═════ Records provided

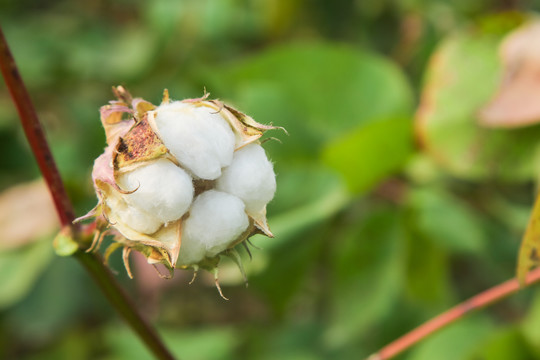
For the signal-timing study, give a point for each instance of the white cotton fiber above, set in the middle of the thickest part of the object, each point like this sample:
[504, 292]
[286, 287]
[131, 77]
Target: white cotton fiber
[202, 141]
[250, 177]
[216, 219]
[131, 216]
[161, 189]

══════════

Please reproduce the material above word for word, leaving out the pictures.

## Expected answer
For the signal-timing study, give a point for each instance of the white cotton fiber above, set in the middle of the thickest part of the object, each point like this sample:
[504, 292]
[286, 287]
[131, 77]
Target: white cotton fiber
[202, 141]
[250, 177]
[216, 219]
[131, 216]
[161, 189]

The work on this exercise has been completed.